-- INFORMATION follows --

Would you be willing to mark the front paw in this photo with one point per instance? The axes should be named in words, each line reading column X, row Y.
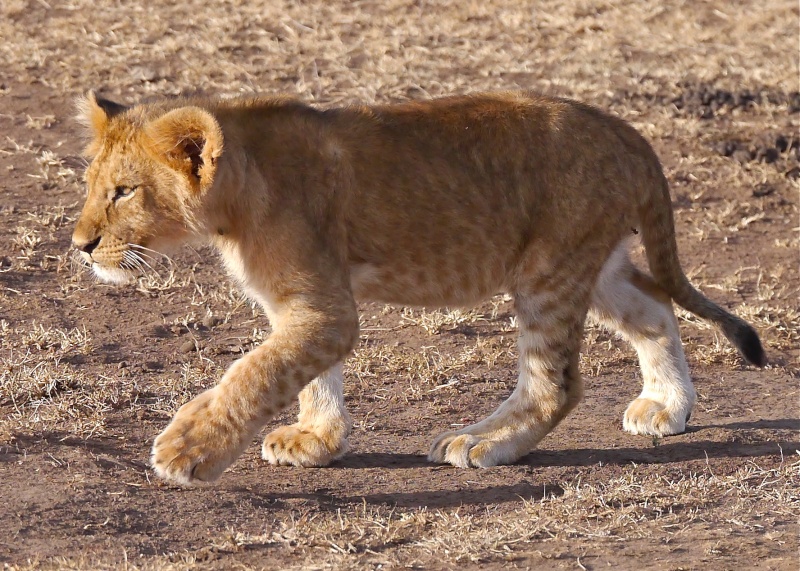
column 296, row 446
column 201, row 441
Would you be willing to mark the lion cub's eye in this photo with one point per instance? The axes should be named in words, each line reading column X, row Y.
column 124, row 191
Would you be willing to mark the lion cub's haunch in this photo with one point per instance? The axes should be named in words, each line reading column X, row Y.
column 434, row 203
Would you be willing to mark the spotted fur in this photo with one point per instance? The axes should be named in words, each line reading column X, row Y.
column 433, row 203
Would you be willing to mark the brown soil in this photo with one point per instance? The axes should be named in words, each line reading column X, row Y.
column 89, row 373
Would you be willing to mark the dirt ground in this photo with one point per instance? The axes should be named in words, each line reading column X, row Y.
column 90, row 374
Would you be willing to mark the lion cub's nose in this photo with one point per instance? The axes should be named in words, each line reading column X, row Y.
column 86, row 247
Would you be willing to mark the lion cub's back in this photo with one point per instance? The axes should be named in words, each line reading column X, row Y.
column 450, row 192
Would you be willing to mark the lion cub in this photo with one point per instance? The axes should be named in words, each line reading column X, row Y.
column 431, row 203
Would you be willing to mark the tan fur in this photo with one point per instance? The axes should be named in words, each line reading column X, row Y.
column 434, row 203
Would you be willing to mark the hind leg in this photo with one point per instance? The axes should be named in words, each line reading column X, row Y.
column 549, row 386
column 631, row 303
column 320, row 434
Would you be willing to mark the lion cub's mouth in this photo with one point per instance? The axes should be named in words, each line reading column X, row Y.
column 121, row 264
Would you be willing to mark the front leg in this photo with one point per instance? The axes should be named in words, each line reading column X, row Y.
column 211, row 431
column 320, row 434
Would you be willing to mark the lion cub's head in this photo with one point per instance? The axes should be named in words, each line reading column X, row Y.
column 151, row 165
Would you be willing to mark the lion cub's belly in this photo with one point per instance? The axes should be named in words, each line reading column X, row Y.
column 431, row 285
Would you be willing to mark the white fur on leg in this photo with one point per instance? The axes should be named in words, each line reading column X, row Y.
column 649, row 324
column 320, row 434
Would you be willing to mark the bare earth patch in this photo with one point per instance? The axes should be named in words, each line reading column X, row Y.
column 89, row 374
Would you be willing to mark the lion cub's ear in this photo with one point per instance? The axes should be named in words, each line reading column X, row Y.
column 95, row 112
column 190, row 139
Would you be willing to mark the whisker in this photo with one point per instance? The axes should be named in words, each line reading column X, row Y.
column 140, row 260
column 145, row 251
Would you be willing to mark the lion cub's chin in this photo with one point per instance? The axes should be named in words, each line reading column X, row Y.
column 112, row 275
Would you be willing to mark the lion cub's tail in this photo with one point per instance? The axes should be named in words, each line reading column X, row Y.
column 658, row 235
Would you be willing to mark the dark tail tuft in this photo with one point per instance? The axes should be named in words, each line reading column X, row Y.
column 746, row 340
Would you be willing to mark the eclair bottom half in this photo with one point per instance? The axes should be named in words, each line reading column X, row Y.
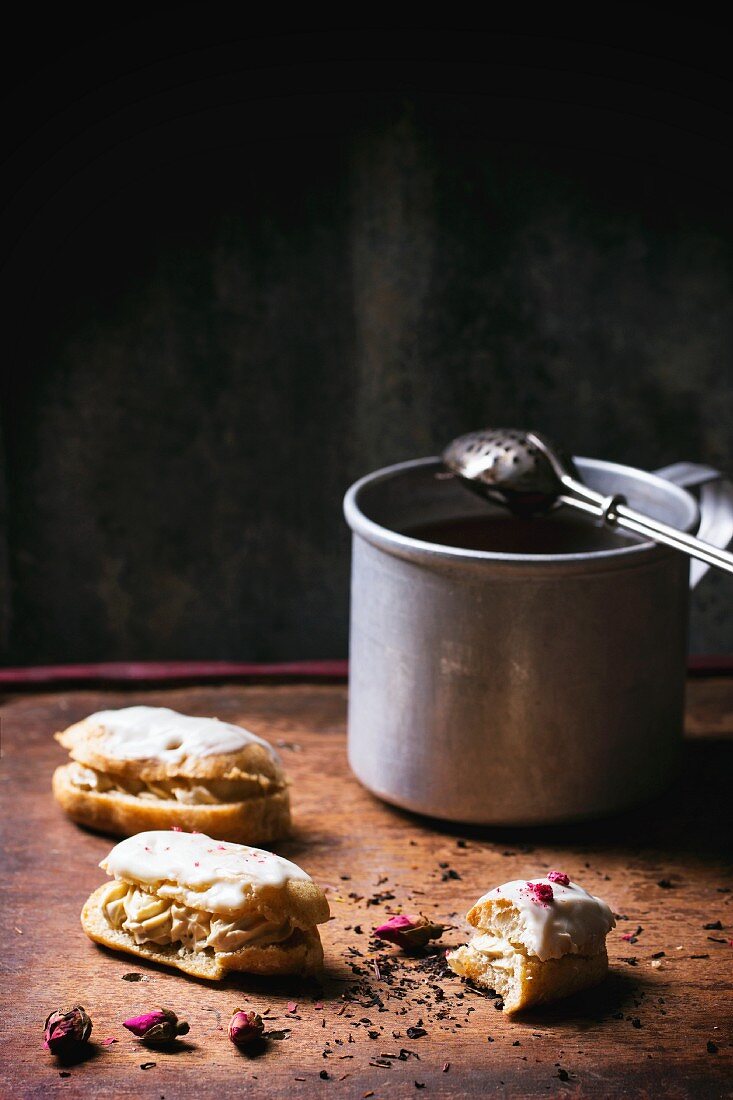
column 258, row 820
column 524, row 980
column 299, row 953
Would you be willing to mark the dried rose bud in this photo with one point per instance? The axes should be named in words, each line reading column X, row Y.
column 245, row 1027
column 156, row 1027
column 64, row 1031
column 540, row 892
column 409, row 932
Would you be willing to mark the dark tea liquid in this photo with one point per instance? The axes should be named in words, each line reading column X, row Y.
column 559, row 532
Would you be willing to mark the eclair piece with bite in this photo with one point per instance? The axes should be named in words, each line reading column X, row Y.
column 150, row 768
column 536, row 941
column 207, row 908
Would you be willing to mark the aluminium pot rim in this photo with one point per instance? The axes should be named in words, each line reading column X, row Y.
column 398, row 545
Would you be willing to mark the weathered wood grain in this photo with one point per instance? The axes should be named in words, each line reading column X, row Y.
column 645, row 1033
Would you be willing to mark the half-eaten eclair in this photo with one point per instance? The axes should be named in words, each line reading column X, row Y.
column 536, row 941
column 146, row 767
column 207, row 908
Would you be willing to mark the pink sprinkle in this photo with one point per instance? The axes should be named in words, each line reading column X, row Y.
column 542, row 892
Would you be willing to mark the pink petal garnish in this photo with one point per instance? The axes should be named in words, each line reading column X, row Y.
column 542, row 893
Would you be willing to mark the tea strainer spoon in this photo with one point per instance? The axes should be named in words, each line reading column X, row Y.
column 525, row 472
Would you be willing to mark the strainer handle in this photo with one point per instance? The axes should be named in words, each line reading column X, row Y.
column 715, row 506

-- INFORMATION concluded --

▶ **EXERCISE**
Return an exact copy of the data above, apart from any pictures.

▶ **ANSWER SECTION**
Would you be willing to mark the front paw in this photo with one point per instance? The axes should be named in words, each line reading column X, row Y.
column 296, row 446
column 201, row 441
Would you be willing to mark the lion cub's eye in this photo with one point per instance? The axes should be named in words, each line reading column X, row Y.
column 124, row 191
Would you be willing to mark the lion cub's haunch in this photo with one point per instance? The axes should be named in words, each line reading column X, row Y.
column 434, row 203
Would you be willing to mark the spotted fur in this photo with one point per instance? The axes should be named in words, each line reading column X, row Y.
column 433, row 203
Would you be willing to mark the brown soil in this photo with one point per instance? The axes should be named in words, each line reading column X, row Y.
column 89, row 373
Would you be willing to mark the dirt ground in this photo with one point per instance? The axes should be named in words, each line reading column X, row Y.
column 90, row 374
Would you be willing to mark the lion cub's nose in this photo with one point per instance? The axes should be named in words, each line reading column X, row Y.
column 86, row 247
Would you be willing to mark the lion cub's back in this photo with one point per instance? The axes should be named in words, each line reading column X, row Y.
column 450, row 192
Would you be willing to mark the lion cub in this photo with one point per instance? The axes should be named in words, each line reading column X, row Y.
column 431, row 203
Would you be willing to mark the tan fur in this photo with one point per instance? The axes should be named in words, each line reading column X, row Y.
column 434, row 203
Would you be willing to mark the hind leg in this photo with one point per instance? The axes should be named in words, each line reading column X, row Y.
column 549, row 386
column 631, row 303
column 320, row 434
Would you be willing to mark the lion cub's mouth in this photo with one point per instance? The axes should be named in words, each line reading column X, row Y.
column 121, row 264
Would you be willing to mark the front leg in this photo with one point per instance? The axes should be named in words, each line reading column X, row Y.
column 211, row 431
column 320, row 434
Would you be willing to mark the lion cub's head in this photo with one point per instance? The axes should be named in words, each line reading column X, row Y.
column 151, row 165
Would you be willing to mark the lion cub's belly in this photo with one point per instance? The axes should be named in words, each line reading column X, row Y.
column 431, row 285
Would you be willing to mark the white fur on leg in this photo with one point per instance? The axes should be named in words, each line reading column X, row Y.
column 649, row 324
column 320, row 434
Would you be willing to mark the bare earth patch in this photo with one point per instance? The axes should be named in words, each line reading column X, row Y.
column 89, row 374
Would you be willing to mark the lion cub's ear in this photo with one point per instance? The axes should be named in words, each line reading column X, row Y.
column 95, row 112
column 190, row 139
Would you be willing to mark the whisker in this photo with one point per instance? The axes should be named in words, each line reading column X, row Y.
column 140, row 260
column 145, row 251
Would you be willing to mark the lion cub's chin in this photo with one point per instance? The axes should be named in words, each line reading column X, row Y.
column 112, row 275
Would you be willing to mark the lion cub's tail in this photo with one point per instance? The axes should be named in words, each line reading column X, row Y.
column 658, row 235
Would you be willing to mark the dark tail tuft in this photo with one point per instance? The axes should be named in words, each line reading column X, row Y.
column 746, row 340
Would you be willing to mark the eclair bottom half in this photo with one point per instance? The axes should be named in words, each line reading column X, row Y.
column 258, row 820
column 524, row 980
column 299, row 953
Would you be willing to mark the dried rose bud in this photo with one point per instance? The axes should be named in words, each line reading column X, row Y.
column 245, row 1027
column 156, row 1027
column 64, row 1031
column 540, row 892
column 409, row 932
Would you be willing to mark the dark tea liquid in this photo with one point per instance? The axes should be named in words, each line reading column X, row Y.
column 559, row 532
Would you be willing to mark the eclair piece with bite in this photo with one point per instance? The axes should be named in words, each line reading column X, row Y.
column 150, row 768
column 536, row 941
column 207, row 908
Would you be willing to mark the aluminium pot rim in this photo with one point per instance? The axes should be named in words, each line reading column X, row Y.
column 398, row 545
Would you be willing to mark the weathered wood grain in this photo with one point per instance? The axes should be named in words, each line reading column X, row Y.
column 645, row 1033
Would you be willing to mark the half-eaten eclair in this photo with one point per instance? The axes should be named in words, each line reading column X, row Y.
column 536, row 941
column 146, row 767
column 207, row 908
Would you be willing to mark the pink sprinkle in this photo with one point per instance? The axes should be named in words, each line reading column X, row Y.
column 542, row 892
Would you be willing to mark the pink petal garnish in this photo with one point per instance? The axes should be named in words, each line reading column X, row Y.
column 542, row 893
Would you be willing to mark the tea strainer spoon in this photo with one point per instance? The axes should be named in words, each line reading column X, row Y.
column 525, row 472
Would you be willing to mark the strainer handle in this photo with one point per instance? The axes should be named in words, each line reading column X, row Y.
column 715, row 506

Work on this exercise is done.